> **PROBLEMS**
- A) From the weekly program listing, print word for word the part that opens with the words containing "Jean’s Pick of" and closes with "to hear why!".
- B) According to the weekly program listing, what gift did Jeffrey Greene receive from a neighbor after moving to Burgundy?

> **SOURCE EXTRACT**
------

Monday: Rediscovering the Lost City of Machu Picchu: In 1911, American explorer Hiram Bingham climbed into the Andes Mountains and "discovered" the ancient Incan city of Machu Picchu. One hundred years later, the site remains as fascinating, yet mysterious, as ever. In his new book, travel writer Mark Brooks journeys to Peru to retrace Bingham's steps to try and finally answer the question: Just exactly what was Machu Picchu?

Tuesday: Ayn Rand: Goddess of the Market: Ayn Rand, author of Atlas Shrugged, has become one of the most polarizing figures in American culture, but how much do we really know about her life? History professor Jennifer Burns spent years poring over Rand's private papers and journals, offering a reassessment of the author's life, and her impact on the current conservative political movement.

Wednesday: The King's Speech (encore): While the American public sees the Oscar-nominated film "The King's Speech" as a story about the king heroically overcoming his personal limitations in the face of great adversity, the same film in the UK is perceived as being a story about class differences. What does the film teach us about class in the UK? How did you see "The King's Speech?" (rebroadcast from February 21st, 2011)

Thursday: The Wabi-Sabi Way (Encore): Do you love your rusty, dented old wheelbarrow? How Wabi-Sabi of you! A philosophy of seeing and homemaking, wabi-sabi has its roots in Japanese Zen Buddhism, but it's all about the imperfection of dried leaves, rather than the perfection of a fresh cherry blossom. (rebroadcast from June 2nd, 2011)

Friday: The Golden-Bristled Boar: When Jeffrey Greene moved to Burgundy, France, he had no idea he was entering prime boar country. After a neighbor presented him with a gift of half a boar stuffed into a black garbage bag, he became fascinated and began studying the history and lore of "the last ferocious beast of the forest," compiling some interesting recipes along the way.

While we’re hunting for wild boar, let me remind you that our two current openings for Here on Earth producers (go to for info.) are still not filled. So, if you know of a likely candidate, please encourage him or her to apply.



Friday, September 2, 2011

Programs for the Week of 9/5

Jean’s Pick of the Week (watch video): Slow Violence: Rob Nixon (Slow Violence...) opened my eyes to a whole different environmental ethos coming from the Global South. He piqued my appetite for wanting to know more about writers such as Nigeria’s Ken Saro-Wiwa, Africa’s first environmental martyr, and India’s Indra Sinha who wrote the novel Animal’s People about the afterlife of the Bhopal disaster. Unlike their North American elder cousins – Thoreau, Muir, and Leopold - these writers do not separate humans from nature, and they are passionate about bringing to light the fact that environmental degradation violates people every bit as much as it violates the earth itself.Our Guest producer Chris Malina picked his program Odd Bits as his favorite of the week; watch the video to hear why!

------

> **DATASET EXTRACT**
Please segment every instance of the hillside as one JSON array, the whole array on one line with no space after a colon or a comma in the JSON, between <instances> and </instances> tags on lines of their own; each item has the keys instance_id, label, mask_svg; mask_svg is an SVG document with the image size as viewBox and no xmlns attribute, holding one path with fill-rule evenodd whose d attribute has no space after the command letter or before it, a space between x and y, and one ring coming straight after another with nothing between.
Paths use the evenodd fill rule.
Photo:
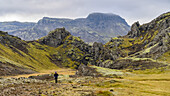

------

> **THE SOLUTIONS**
- A)
Jean’s Pick of the Week (watch video): Slow Violence: Rob Nixon (Slow Violence...) opened my eyes to a whole different environmental ethos coming from the Global South. He piqued my appetite for wanting to know more about writers such as Nigeria’s Ken Saro-Wiwa, Africa’s first environmental martyr, and India’s Indra Sinha who wrote the novel Animal’s People about the afterlife of the Bhopal disaster. Unlike their North American elder cousins – Thoreau, Muir, and Leopold - these writers do not separate humans from nature, and they are passionate about bringing to light the fact that environmental degradation violates people every bit as much as it violates the earth itself.Our Guest producer Chris Malina picked his program Odd Bits as his favorite of the week; watch the video to hear why!

- B) Half a boar stuffed into a black garbage bag.